**Check your understanding**
**1.** Render this sentence from the CDK12 and CDK13 passage in Spanish: "Arrows indicate the positions of Flag-CDK12, Flag-CDK13, and cyclin K."
**2.** According to the CDK12 and CDK13 passage, which splicing regulator was highly enriched in CDK12 and CDK13 fractions 12 to 15?
**3.** Using the CDK12 and CDK13 passage, write out everything from "We found that" down to "processing (18, 21).", putting "splicing factor" in place of "splicing regulator".

Purification of CDK12 and CDK13 complexes. (A and B) Flag-purified CDK12 and CDK13 complexes were analyzed by silver staining (A) and Western blotting with the M2 Flag monoclonal antibody (B). Arrows indicate the positions of Flag-CDK12, Flag-CDK13, and cyclin K. (C) MudPIT analysis of CDK12 and CDK13 complexes. Flag-CDK12 and Flag-CDK13 purifications identified numerous RNA processing factors. (D) Gene ontology analysis showed that the CDK12- and CDK13-associated proteins are significantly enriched for factors involved in RNA processing, splicing, the spliceosome, and nuclear splicing speckles (nuclear speck). (E and F) Superose 6 size-exclusion chromatography of Flag-CDK12 and Flag-CDK13 purifications. Silver staining and anti-Flag Western blotting demonstrated that both CDK12 and CDK13 complexes peaked in fractions 13 and 14 (∼1 to 2 MDa). (G) MudPIT analysis of fractions 12 to 15 (red boxes in panels E and F) was performed, and the top interacting proteins are shown.
We found that the splicing regulator C1QBP was highly enriched in CDK12 and CDK13 fractions 12 to 15. SRSF1, polyadenylate-binding protein 1, polyadenylate-binding protein 4, and serine/arginine repetitive matrix 2 were enriched in CDK12 fractions 12 to 15 but not in the corresponding CDK13 fractions. These RNA processing proteins may interact more specifically with CDK12 complexes, or they may dissociate during size-exclusion chromatography. Together, these data support previous reports of CDK12 and/or CDK13 functioning in RNA processing (18, 21).
Characterization of CDK12- and CDK13-dependent Pol II CTD phosphorylation.

Region pointing data:
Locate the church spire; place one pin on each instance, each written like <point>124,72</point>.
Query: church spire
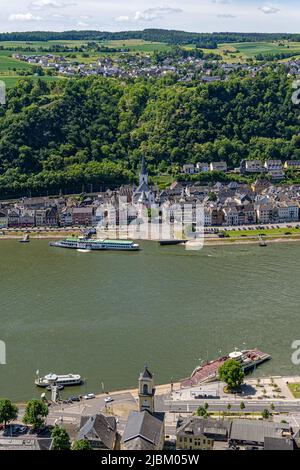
<point>144,172</point>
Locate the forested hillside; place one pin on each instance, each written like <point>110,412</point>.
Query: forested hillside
<point>94,131</point>
<point>209,40</point>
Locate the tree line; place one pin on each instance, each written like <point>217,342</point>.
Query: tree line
<point>92,132</point>
<point>207,40</point>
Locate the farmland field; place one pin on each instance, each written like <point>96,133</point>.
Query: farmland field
<point>250,50</point>
<point>11,80</point>
<point>137,45</point>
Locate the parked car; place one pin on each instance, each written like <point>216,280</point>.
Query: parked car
<point>89,396</point>
<point>108,399</point>
<point>72,399</point>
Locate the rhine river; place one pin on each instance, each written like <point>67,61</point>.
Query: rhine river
<point>104,315</point>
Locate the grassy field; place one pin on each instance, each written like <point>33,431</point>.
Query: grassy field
<point>136,45</point>
<point>295,389</point>
<point>11,80</point>
<point>240,52</point>
<point>250,50</point>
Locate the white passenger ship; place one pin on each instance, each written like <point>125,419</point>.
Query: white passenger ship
<point>64,380</point>
<point>82,243</point>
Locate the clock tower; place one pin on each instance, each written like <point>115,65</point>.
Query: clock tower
<point>146,391</point>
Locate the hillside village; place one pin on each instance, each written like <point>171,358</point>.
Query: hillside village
<point>225,205</point>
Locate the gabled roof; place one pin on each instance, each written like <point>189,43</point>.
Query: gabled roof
<point>98,428</point>
<point>146,374</point>
<point>144,429</point>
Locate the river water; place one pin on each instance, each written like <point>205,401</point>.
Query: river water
<point>104,315</point>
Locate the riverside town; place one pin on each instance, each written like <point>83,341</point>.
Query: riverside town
<point>149,231</point>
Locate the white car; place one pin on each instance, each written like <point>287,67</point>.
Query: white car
<point>89,396</point>
<point>108,399</point>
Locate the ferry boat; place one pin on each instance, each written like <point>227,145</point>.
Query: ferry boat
<point>208,372</point>
<point>91,244</point>
<point>54,379</point>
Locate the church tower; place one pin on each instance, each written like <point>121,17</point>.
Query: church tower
<point>144,173</point>
<point>146,391</point>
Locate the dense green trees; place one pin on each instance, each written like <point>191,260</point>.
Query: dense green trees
<point>231,372</point>
<point>92,132</point>
<point>206,40</point>
<point>81,445</point>
<point>35,413</point>
<point>61,439</point>
<point>8,411</point>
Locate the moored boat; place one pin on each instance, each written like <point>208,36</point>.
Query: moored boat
<point>68,380</point>
<point>208,372</point>
<point>90,244</point>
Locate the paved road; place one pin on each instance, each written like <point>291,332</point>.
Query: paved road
<point>221,405</point>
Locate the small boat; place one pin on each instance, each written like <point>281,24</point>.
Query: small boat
<point>54,379</point>
<point>83,243</point>
<point>262,242</point>
<point>59,387</point>
<point>25,239</point>
<point>172,242</point>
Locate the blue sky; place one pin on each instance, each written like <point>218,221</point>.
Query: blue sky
<point>117,15</point>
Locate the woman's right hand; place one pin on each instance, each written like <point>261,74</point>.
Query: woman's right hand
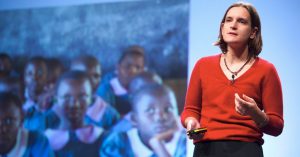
<point>192,123</point>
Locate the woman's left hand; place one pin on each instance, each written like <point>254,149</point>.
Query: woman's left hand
<point>244,106</point>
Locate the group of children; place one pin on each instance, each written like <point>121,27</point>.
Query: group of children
<point>74,113</point>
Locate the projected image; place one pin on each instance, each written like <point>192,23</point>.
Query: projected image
<point>102,79</point>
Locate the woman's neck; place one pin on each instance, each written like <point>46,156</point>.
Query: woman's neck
<point>236,55</point>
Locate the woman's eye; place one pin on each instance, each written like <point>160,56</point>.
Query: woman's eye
<point>169,109</point>
<point>243,21</point>
<point>150,110</point>
<point>8,121</point>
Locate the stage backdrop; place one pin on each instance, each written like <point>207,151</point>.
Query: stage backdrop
<point>103,30</point>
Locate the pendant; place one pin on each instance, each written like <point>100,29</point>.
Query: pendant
<point>232,76</point>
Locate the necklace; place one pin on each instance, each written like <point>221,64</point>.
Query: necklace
<point>235,73</point>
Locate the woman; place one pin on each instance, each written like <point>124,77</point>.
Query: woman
<point>236,95</point>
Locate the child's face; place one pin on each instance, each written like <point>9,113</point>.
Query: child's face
<point>130,67</point>
<point>155,113</point>
<point>93,72</point>
<point>10,123</point>
<point>35,76</point>
<point>73,98</point>
<point>5,65</point>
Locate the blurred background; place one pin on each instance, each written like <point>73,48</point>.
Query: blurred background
<point>175,34</point>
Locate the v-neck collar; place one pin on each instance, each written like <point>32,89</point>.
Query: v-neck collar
<point>251,68</point>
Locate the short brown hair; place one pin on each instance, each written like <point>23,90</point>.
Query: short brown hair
<point>254,45</point>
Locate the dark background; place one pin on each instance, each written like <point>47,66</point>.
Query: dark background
<point>103,30</point>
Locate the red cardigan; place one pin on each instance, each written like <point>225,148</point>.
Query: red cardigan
<point>210,99</point>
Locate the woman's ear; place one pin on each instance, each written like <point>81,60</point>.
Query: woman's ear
<point>253,33</point>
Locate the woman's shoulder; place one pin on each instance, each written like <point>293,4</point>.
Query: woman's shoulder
<point>212,59</point>
<point>264,64</point>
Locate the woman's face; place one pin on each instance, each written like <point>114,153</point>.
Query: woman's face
<point>236,28</point>
<point>10,123</point>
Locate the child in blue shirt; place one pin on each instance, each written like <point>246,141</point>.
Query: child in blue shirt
<point>115,90</point>
<point>15,141</point>
<point>142,79</point>
<point>99,112</point>
<point>37,114</point>
<point>157,132</point>
<point>74,137</point>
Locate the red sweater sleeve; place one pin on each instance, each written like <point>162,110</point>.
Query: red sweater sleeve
<point>192,107</point>
<point>272,101</point>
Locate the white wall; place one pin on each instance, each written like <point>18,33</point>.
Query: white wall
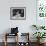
<point>24,25</point>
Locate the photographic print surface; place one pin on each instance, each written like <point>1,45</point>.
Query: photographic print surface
<point>17,13</point>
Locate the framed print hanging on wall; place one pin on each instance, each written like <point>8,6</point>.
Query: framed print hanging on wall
<point>17,13</point>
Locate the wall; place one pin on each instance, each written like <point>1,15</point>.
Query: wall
<point>24,25</point>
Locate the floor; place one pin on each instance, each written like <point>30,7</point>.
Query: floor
<point>13,44</point>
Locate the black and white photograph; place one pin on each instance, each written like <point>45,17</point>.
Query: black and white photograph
<point>17,13</point>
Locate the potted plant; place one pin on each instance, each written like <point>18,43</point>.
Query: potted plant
<point>38,27</point>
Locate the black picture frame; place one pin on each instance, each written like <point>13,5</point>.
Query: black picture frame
<point>17,13</point>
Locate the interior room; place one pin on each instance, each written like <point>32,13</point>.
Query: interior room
<point>22,22</point>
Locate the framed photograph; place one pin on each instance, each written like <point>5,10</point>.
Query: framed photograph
<point>17,13</point>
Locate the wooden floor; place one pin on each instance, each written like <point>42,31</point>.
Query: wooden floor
<point>13,44</point>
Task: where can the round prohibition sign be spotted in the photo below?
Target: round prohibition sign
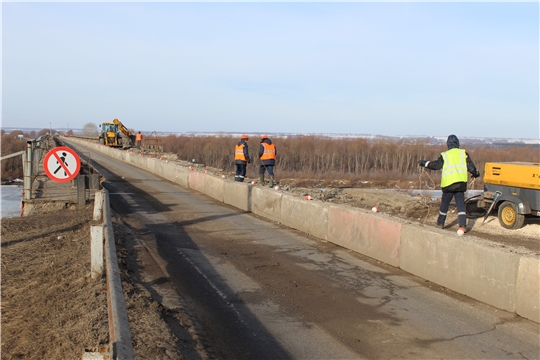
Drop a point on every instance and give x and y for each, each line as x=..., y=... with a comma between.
x=62, y=164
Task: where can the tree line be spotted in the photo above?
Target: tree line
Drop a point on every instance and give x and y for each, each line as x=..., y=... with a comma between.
x=308, y=157
x=13, y=142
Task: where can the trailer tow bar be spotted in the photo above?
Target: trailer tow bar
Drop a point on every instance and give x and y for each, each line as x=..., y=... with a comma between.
x=497, y=194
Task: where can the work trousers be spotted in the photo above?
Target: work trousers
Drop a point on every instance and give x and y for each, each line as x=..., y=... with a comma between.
x=269, y=168
x=460, y=204
x=240, y=172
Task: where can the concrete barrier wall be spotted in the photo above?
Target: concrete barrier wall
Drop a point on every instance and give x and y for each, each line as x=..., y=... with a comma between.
x=310, y=217
x=373, y=236
x=527, y=289
x=266, y=203
x=196, y=180
x=237, y=194
x=482, y=272
x=213, y=187
x=464, y=264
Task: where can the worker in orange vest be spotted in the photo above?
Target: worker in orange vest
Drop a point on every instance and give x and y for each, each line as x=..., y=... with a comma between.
x=241, y=158
x=267, y=155
x=138, y=139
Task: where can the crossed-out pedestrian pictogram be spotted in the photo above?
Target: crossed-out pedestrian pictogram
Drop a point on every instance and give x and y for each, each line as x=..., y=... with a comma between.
x=62, y=164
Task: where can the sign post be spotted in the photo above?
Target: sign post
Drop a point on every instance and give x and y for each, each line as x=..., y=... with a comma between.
x=62, y=164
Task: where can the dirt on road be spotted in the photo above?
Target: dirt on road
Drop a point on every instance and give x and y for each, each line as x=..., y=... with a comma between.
x=52, y=308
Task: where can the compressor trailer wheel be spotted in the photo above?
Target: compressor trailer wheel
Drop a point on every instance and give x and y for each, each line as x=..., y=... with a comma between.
x=509, y=217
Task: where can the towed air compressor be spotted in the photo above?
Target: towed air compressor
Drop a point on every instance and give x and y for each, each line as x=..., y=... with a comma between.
x=513, y=190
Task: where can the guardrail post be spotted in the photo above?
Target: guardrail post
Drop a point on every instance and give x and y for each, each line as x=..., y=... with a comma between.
x=94, y=181
x=27, y=169
x=81, y=191
x=96, y=247
x=98, y=205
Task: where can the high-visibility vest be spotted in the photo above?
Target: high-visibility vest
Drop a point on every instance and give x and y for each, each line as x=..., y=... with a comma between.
x=239, y=153
x=269, y=152
x=454, y=168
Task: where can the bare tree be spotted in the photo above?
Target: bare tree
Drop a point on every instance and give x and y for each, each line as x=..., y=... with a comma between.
x=90, y=129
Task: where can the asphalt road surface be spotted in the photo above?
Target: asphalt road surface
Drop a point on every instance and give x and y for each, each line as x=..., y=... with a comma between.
x=258, y=290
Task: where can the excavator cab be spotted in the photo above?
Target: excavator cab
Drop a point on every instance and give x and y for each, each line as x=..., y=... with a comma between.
x=111, y=134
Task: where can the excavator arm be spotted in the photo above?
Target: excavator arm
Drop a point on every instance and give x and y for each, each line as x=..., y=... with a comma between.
x=125, y=131
x=122, y=127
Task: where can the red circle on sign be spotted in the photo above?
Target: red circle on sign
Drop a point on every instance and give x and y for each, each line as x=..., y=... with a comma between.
x=62, y=164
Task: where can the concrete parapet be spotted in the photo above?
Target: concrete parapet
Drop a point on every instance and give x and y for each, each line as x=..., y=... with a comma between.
x=466, y=265
x=310, y=217
x=196, y=180
x=237, y=194
x=367, y=234
x=180, y=175
x=213, y=187
x=482, y=272
x=150, y=164
x=527, y=290
x=266, y=203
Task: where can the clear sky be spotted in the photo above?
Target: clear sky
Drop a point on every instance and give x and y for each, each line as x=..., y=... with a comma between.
x=409, y=68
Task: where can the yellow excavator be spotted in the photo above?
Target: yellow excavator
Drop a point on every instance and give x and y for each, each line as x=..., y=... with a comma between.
x=111, y=134
x=513, y=188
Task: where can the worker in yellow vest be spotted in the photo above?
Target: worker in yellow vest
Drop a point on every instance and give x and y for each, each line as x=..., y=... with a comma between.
x=241, y=158
x=455, y=163
x=267, y=155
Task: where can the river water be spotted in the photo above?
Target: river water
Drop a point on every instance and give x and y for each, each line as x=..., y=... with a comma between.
x=11, y=200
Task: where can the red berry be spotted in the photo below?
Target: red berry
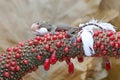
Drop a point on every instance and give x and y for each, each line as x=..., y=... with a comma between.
x=54, y=37
x=15, y=49
x=108, y=33
x=80, y=59
x=12, y=68
x=7, y=65
x=53, y=58
x=112, y=43
x=78, y=40
x=70, y=68
x=98, y=43
x=102, y=47
x=118, y=37
x=112, y=38
x=107, y=65
x=9, y=49
x=6, y=74
x=60, y=36
x=46, y=64
x=36, y=42
x=66, y=49
x=30, y=43
x=25, y=62
x=47, y=47
x=17, y=68
x=35, y=68
x=48, y=38
x=38, y=38
x=21, y=44
x=67, y=60
x=13, y=63
x=96, y=33
x=58, y=44
x=42, y=38
x=18, y=55
x=39, y=57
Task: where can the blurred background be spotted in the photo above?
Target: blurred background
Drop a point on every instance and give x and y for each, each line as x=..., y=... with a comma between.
x=16, y=17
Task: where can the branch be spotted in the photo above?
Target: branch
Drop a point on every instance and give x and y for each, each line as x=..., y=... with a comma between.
x=26, y=56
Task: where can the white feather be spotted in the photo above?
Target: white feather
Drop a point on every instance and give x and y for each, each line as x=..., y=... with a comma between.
x=107, y=26
x=87, y=40
x=42, y=31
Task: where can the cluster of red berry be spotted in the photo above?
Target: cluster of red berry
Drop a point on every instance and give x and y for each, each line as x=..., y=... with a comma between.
x=26, y=56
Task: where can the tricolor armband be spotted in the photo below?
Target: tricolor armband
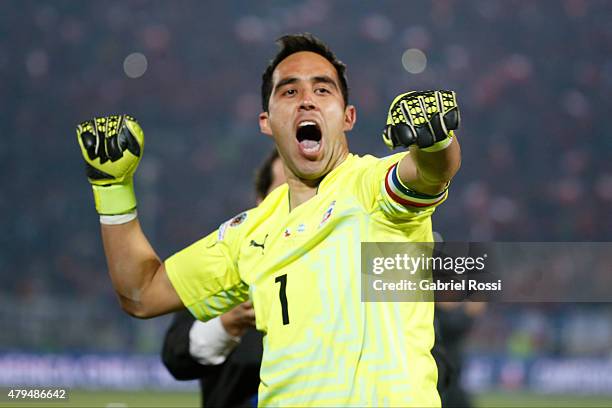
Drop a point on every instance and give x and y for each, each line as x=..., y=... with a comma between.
x=406, y=196
x=118, y=219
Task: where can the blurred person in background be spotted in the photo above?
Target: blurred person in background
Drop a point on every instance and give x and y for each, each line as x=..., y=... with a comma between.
x=225, y=352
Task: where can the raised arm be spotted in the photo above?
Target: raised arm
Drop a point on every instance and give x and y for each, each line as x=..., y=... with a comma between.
x=112, y=147
x=424, y=122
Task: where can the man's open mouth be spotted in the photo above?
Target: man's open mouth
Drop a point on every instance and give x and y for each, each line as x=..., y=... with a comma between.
x=309, y=136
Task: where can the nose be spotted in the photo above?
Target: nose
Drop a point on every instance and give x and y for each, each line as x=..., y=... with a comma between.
x=307, y=102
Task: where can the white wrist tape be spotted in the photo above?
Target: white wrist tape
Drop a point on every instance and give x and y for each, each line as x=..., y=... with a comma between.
x=118, y=219
x=441, y=145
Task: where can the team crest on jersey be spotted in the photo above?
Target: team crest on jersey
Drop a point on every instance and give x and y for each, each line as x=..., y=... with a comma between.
x=239, y=219
x=327, y=214
x=232, y=222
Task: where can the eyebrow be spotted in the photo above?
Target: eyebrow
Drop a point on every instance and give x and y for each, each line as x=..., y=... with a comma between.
x=326, y=79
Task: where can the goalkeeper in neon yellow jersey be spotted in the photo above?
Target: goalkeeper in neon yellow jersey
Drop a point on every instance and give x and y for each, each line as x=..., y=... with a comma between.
x=297, y=255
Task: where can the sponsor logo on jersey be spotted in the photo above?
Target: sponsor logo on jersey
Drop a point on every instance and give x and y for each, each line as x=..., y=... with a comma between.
x=239, y=219
x=232, y=222
x=327, y=214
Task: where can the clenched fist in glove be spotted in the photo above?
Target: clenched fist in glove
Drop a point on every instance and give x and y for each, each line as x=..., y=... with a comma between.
x=112, y=147
x=424, y=118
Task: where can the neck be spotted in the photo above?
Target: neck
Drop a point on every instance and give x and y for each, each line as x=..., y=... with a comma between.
x=302, y=190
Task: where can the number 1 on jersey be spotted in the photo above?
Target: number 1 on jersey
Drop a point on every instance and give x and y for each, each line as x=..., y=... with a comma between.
x=282, y=294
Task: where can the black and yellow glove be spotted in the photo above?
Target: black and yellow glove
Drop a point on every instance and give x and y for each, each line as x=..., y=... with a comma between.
x=424, y=118
x=112, y=147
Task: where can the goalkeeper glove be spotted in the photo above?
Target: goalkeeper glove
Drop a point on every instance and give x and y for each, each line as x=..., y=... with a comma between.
x=424, y=118
x=112, y=147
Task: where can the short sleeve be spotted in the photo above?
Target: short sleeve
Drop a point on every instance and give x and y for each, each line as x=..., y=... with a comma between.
x=383, y=189
x=205, y=274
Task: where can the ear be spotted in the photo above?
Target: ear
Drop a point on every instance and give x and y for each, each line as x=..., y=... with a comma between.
x=350, y=116
x=264, y=123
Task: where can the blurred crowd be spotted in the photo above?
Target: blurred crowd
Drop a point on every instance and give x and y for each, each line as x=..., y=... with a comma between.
x=533, y=78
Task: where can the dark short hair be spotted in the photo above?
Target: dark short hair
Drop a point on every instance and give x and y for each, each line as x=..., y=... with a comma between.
x=263, y=175
x=290, y=44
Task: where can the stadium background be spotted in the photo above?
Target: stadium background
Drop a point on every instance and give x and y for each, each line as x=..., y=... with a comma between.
x=534, y=80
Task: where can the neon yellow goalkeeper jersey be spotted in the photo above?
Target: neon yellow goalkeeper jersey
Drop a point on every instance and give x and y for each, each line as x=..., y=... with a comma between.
x=301, y=268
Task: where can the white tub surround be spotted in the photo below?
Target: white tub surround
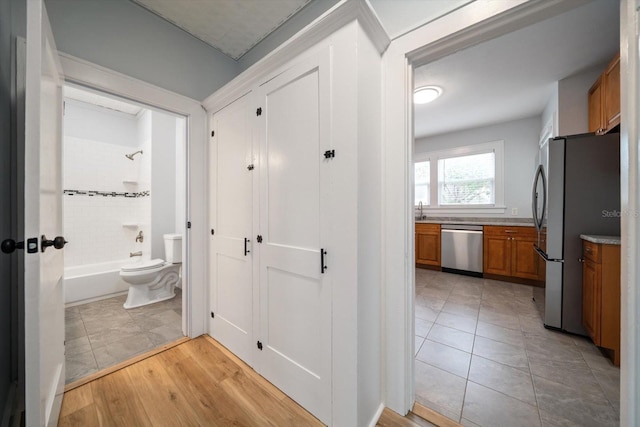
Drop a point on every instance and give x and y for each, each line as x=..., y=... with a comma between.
x=91, y=282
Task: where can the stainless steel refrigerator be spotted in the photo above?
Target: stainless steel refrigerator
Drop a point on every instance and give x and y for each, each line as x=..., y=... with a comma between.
x=576, y=190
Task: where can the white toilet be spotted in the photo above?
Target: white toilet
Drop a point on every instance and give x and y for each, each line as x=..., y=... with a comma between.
x=154, y=280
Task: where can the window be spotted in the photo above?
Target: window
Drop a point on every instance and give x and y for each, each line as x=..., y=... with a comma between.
x=423, y=178
x=468, y=178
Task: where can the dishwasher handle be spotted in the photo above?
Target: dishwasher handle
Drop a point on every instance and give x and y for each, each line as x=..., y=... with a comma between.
x=446, y=230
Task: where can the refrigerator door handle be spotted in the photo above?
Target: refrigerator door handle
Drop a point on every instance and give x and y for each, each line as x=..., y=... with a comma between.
x=534, y=197
x=544, y=255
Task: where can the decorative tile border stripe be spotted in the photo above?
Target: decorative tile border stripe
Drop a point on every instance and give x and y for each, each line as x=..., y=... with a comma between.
x=92, y=193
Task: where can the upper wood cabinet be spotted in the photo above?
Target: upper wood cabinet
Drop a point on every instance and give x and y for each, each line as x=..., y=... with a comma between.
x=595, y=106
x=428, y=245
x=509, y=252
x=611, y=83
x=604, y=99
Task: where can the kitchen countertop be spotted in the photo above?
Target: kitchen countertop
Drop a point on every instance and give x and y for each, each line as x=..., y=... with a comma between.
x=509, y=222
x=605, y=240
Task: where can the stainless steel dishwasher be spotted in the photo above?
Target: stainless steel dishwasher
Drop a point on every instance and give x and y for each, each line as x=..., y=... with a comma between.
x=461, y=249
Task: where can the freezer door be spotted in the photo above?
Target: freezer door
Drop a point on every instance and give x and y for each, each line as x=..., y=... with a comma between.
x=553, y=295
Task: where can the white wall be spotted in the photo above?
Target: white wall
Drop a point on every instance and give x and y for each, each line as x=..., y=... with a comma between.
x=163, y=180
x=369, y=231
x=568, y=106
x=402, y=16
x=122, y=36
x=181, y=175
x=550, y=112
x=86, y=121
x=520, y=149
x=101, y=229
x=573, y=101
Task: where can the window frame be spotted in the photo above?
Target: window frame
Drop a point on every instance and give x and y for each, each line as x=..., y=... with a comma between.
x=497, y=147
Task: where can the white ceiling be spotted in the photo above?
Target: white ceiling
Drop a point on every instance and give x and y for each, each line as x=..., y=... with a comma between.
x=231, y=26
x=513, y=76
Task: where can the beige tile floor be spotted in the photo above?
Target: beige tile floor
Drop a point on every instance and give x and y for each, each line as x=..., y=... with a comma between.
x=102, y=333
x=484, y=358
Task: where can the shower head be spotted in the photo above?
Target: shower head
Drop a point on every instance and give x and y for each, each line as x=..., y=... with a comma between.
x=130, y=156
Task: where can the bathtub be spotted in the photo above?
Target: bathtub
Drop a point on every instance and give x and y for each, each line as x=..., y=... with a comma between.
x=86, y=283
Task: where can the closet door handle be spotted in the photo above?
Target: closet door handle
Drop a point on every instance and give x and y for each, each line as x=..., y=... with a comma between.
x=322, y=266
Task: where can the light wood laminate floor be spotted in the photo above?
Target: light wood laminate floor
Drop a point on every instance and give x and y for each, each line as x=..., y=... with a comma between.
x=196, y=383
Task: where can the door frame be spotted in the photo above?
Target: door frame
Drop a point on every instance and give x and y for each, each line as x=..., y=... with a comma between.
x=469, y=25
x=80, y=72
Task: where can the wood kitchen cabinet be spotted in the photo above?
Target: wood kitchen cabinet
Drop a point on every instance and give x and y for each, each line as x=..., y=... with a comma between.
x=601, y=295
x=604, y=99
x=428, y=245
x=509, y=253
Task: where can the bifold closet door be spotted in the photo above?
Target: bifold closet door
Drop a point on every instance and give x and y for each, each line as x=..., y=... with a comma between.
x=295, y=289
x=231, y=278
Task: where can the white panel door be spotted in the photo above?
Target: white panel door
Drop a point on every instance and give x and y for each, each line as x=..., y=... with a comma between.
x=295, y=291
x=44, y=295
x=231, y=241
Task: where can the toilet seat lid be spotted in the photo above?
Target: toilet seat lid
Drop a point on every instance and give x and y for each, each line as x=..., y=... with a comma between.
x=144, y=265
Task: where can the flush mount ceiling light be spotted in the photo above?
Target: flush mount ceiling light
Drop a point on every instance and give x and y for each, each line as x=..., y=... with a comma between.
x=426, y=94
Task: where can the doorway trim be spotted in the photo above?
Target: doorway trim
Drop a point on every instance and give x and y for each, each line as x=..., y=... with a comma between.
x=84, y=73
x=469, y=25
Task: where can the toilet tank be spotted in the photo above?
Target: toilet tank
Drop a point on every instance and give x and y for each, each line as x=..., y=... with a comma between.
x=173, y=248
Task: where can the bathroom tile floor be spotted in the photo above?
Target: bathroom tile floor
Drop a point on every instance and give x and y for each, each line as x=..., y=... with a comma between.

**Outputs by task**
**1.** Las flechas indican las posiciones de Flag-CDK12, Flag-CDK13 y ciclina K.

**2.** C1QBP

**3.**
We found that the splicing factor C1QBP was highly enriched in CDK12 and CDK13 fractions 12 to 15. SRSF1, polyadenylate-binding protein 1, polyadenylate-binding protein 4, and serine/arginine repetitive matrix 2 were enriched in CDK12 fractions 12 to 15 but not in the corresponding CDK13 fractions. These RNA processing proteins may interact more specifically with CDK12 complexes, or they may dissociate during size-exclusion chromatography. Together, these data support previous reports of CDK12 and/or CDK13 functioning in RNA processing (18, 21).